Exercise directions ->
Exactly the line with "For every instance of the arm, the" and the lines that follow it, through the closing line of the entries, should be restated, with nothing left out or added.
====== Records shown
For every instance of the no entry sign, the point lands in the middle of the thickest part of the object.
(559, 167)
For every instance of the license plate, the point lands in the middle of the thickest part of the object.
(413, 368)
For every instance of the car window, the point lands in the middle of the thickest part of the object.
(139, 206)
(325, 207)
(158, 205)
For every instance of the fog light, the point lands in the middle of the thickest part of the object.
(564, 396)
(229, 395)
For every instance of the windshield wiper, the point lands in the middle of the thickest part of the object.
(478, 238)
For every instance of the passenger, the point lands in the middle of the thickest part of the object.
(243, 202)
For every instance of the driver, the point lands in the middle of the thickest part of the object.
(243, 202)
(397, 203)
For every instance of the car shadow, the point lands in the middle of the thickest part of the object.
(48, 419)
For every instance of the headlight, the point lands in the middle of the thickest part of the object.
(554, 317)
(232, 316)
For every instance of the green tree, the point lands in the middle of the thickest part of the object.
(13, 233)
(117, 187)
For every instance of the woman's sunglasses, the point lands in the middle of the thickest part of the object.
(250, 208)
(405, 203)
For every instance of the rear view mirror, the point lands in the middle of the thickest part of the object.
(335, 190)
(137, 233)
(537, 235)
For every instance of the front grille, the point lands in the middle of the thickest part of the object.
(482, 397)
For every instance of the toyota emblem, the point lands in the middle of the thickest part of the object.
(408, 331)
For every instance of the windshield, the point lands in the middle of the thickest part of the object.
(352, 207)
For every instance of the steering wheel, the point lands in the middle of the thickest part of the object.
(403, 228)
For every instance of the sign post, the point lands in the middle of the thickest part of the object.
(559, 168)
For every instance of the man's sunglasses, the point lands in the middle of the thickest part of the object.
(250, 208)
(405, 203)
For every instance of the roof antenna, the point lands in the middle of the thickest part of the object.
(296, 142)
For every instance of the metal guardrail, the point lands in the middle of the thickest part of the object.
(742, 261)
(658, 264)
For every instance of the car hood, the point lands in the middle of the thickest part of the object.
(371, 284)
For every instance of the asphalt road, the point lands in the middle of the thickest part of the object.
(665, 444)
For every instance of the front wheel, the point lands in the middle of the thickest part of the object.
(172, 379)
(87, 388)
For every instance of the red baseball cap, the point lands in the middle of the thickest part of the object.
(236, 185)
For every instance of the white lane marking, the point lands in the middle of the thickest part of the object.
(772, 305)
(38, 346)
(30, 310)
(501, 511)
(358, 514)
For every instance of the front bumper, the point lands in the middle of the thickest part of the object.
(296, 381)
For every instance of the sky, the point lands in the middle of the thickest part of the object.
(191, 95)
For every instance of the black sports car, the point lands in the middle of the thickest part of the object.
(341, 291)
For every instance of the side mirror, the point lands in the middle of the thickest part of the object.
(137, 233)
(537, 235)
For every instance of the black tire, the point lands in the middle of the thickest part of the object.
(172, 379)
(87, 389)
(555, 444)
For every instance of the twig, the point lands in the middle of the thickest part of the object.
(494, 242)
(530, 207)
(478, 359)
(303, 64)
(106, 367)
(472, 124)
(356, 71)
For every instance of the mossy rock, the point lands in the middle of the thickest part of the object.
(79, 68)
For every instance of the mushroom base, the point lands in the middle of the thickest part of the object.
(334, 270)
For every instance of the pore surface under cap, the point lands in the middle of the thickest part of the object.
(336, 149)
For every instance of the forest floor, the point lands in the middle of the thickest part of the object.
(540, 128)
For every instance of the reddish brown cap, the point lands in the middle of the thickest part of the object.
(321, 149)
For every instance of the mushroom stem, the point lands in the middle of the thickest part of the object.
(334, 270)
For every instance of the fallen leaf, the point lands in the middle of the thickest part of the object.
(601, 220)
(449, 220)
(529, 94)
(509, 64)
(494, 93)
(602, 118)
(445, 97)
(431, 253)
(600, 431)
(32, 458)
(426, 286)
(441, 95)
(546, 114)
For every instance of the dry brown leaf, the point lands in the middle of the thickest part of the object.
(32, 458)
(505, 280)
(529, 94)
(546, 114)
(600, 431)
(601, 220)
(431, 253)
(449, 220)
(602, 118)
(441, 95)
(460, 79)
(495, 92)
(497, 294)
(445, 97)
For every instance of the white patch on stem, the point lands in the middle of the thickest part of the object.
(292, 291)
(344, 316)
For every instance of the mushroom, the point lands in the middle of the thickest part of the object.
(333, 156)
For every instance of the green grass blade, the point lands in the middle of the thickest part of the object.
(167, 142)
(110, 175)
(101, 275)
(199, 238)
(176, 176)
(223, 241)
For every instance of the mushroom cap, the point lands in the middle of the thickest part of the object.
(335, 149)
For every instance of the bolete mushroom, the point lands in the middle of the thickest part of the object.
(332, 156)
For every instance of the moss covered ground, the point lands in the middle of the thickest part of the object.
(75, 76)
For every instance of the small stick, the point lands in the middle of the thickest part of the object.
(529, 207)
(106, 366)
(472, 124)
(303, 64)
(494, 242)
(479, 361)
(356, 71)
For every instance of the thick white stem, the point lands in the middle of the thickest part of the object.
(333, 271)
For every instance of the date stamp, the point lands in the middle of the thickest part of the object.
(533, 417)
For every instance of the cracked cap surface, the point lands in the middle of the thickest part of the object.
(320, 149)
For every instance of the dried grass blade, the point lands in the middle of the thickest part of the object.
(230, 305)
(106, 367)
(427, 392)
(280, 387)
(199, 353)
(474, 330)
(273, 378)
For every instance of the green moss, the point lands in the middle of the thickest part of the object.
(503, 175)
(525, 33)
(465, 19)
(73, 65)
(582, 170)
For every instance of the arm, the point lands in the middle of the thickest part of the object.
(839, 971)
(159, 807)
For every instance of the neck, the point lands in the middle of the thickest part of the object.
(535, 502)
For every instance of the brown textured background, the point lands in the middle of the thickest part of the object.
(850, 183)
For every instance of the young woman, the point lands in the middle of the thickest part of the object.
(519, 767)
============
Task response ->
For every instance of the arm, the point lands in the middle of the thickest part of the object.
(839, 971)
(159, 807)
For every instance of the neck, the point lands in the middle of the thickest part of the object.
(535, 502)
For every instance of the brown textured background, the point lands in the middle of the thickest part of the object.
(850, 183)
For every instance of the young woman, the point lands in the middle of the thickest part of the object.
(519, 767)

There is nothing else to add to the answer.